# Tasks for this exercise
a - Which usernames posted in the forum thread about a DVR stuck clearing program information? List each one once.
b - Reproduce word for word the passage of the forum thread about a DVR stuck clearing program information that opens with the words containing "I forgot to" and closes with "about 3 days.".

START Excerpt provided

# Clearing program information and to do list stuck!



## bongju (Dec 3, 2003)

My Hughes DVR40 started freezing on playback of recorded shows, so I initiated a Clear Program Information and To Do List. I let it run about 36 hours, and then cycled power. It is still showing that is is clearing, and the red record light is blinking about once a second. 

Is there anything else I can try to get out of this cycle?


----------



## DPMGR39 (May 21, 2005)

The amount of time this takes to run depends on how big your drive is, how many recordings are on it, how many season passes, etc. Regardless, I would have thought it should be done by now. If it remains stuck, you can pull the plug and try again I suppose.


----------



## bongju (Dec 3, 2003)

I forgot to mention in my original post that I have added a second 160 GB hard drive, for a total of 200 GB hard drive capacity. 

After I cycle power, there is no change in status; the screen continues to show "Clearing program information & To Do List... This ma take up to an hour". It has now been going for about 3 days.

If I need to replace the hard drive, what are my options?


----------



## loopie111 (Feb 25, 2004)

Have you found a fix yet? I have a hr10-250 that did the same thing. After freezing I rebooted the unit and it wouldnt go past 70% aquiring signal. I decided to clear program data and now it's been stuck for 2 days.


----------



## Dkerr24 (Oct 29, 2004)

bong: you have a failed hard drive. Since you've added a second drive, you'll have no idea which drive is bad. Best to replace both with a single large (300gb+) hard drive. Less heat, less noise, half the chance of failure compared to a dual drive system.


----------



## bongju (Dec 3, 2003)

Dkerr24, thanks for the response, I was afraid of that. Can someone recommend a guide explains the steps of preparing a new, replacement drive? I suppose I need to get an image of the 6.2 software, and learn some Linux commands.

Thank you.


----------



## BigBearf (Aug 18, 2005)

> Dkerr24, thanks for the response, I was afraid of that. Can someone recommend a guide explains the steps of preparing a new, replacement drive? I suppose I need to get an image of the 6.2 software, and learn some Linux commands.


I would get a Seagate 400 GB 16meg cache drive (BB has them for $159 about every 4 weeks), then go to ptvupgrade and pay $20 for your image and get the $5 boot disc. Then go to the Tivo Underground and visit the Zipper thread. I know minimal *nix however I have been able to upgrade all 8 of my units to 400 GB drives and been able to enable HMO and MRV which are killer apps. 
Hope this helps


----------

END Excerpt provided
START Provided material

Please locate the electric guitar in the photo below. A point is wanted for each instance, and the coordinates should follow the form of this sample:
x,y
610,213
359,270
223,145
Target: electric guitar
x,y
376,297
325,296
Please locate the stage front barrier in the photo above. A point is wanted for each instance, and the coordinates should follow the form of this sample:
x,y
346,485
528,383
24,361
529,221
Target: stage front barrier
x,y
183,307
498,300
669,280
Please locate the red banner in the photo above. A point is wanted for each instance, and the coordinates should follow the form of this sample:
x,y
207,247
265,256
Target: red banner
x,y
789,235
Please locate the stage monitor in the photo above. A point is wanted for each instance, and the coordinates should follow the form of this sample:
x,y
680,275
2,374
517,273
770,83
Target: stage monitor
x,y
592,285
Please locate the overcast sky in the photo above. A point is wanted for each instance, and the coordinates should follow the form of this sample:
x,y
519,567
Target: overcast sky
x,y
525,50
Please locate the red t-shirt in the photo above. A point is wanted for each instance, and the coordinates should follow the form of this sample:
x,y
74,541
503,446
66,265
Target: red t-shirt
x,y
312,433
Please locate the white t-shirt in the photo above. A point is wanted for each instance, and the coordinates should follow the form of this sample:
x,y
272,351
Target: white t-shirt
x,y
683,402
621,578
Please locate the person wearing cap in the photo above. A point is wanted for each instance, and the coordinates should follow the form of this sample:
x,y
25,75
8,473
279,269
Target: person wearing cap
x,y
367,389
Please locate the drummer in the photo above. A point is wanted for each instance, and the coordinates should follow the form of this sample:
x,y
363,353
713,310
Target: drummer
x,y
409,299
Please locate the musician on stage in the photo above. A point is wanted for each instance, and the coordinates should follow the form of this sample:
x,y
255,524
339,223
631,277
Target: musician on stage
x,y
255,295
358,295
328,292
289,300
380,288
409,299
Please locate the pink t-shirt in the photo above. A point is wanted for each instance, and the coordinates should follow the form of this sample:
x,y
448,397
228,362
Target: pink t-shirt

END Provided material

# Correct answers
a -
bongju
DPMGR39
loopie111
Dkerr24
BigBearf

b -
I forgot to mention in my original post that I have added a second 160 GB hard drive, for a total of 200 GB hard drive capacity. 

After I cycle power, there is no change in status; the screen continues to show "Clearing program information & To Do List... This ma take up to an hour". It has now been going for about 3 days.